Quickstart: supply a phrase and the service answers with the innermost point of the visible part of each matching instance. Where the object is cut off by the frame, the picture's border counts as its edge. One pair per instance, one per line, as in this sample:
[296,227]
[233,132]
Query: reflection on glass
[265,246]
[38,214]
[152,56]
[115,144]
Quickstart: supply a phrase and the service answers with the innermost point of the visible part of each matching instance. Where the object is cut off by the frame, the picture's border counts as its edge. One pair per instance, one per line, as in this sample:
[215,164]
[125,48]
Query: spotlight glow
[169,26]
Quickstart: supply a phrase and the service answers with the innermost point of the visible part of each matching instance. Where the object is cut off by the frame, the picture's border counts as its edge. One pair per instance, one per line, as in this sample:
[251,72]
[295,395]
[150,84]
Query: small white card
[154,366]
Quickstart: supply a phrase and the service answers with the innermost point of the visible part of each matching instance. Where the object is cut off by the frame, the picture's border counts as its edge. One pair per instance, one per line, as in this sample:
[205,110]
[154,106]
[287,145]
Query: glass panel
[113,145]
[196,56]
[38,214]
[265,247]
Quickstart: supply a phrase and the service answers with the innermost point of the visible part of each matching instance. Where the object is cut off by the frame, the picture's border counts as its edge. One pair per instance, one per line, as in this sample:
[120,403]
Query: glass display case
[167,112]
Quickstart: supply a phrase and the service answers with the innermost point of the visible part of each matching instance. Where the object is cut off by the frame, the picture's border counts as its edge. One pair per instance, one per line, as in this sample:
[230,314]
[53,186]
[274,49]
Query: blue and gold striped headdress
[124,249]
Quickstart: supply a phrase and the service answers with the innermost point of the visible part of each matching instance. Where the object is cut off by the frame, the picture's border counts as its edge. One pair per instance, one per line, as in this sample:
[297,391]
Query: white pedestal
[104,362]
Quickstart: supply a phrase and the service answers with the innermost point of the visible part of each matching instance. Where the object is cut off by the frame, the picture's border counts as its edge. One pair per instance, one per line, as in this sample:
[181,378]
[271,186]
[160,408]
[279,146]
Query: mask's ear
========
- Task statement -
Each entry above is to be transcribed word for word.

- Task solution -
Quickstart: supply a phrase and the service answers with the innermost point of the visible part of each matching instance. Where the object is cut off by the frame, the picture's border counts as its edge. One pair per instance, one per line, as in this sample:
[296,227]
[233,132]
Query: reflection on glass
[265,246]
[38,214]
[152,56]
[115,144]
Quickstart: supply a phrase and the service answers with the innermost point of the visible part of each matching instance. Where the object is cut off by the frame, the picture's border counts as its edge. One pair per instance, one per line, as in this sample:
[215,164]
[125,48]
Query: spotlight glow
[169,26]
Quickstart: supply a phrase and the service answers with the innermost point of the visible part of each matching instance. Where the object is cut off by the frame, the picture's border counts as its edge. One pair per instance, one per line, as in this sample:
[251,72]
[295,395]
[150,84]
Query: small white card
[154,366]
Quickstart: supply a phrase and the service answers with the innermost point of the visible part of each matching instance. Where the object is cut off by the frame, the picture's border counts as its edge. One pair per instance, one per line, as in this sample:
[205,110]
[154,106]
[287,145]
Query: glass panel
[113,145]
[196,56]
[38,214]
[265,247]
Quickstart: supply a phrase and the service answers with the innermost point of the visible part of each matching instance. Where the object is cut off by the frame, the picture's border counts as its edge. One pair per instance, one per line, as in this sample:
[120,403]
Query: glass display case
[167,112]
Quickstart: supply a phrase and the service answers with the innermost point of the visible part of each matching instance. Where the object is cut off by the frame, the picture's border counts as its edge. One pair per instance, one per line, as in this sample:
[230,314]
[53,186]
[274,49]
Query: blue and gold striped headdress
[124,249]
Quickstart: supply a phrase and the service answers with the innermost point of the visible part of each matching instance. Where the object is cut off by the frame, the picture's border counts as its edge. One pair per instance, one per line, as in this sample:
[297,391]
Query: white pedestal
[104,362]
Quickstart: supply a phrase and the service answers with the innermost point of the visible part of each matching instance. Where the object is cut off by the frame, the picture's border counts as its edge. One pair per instance, one per line, as in this sample:
[181,378]
[271,186]
[160,408]
[279,146]
Query: mask's ear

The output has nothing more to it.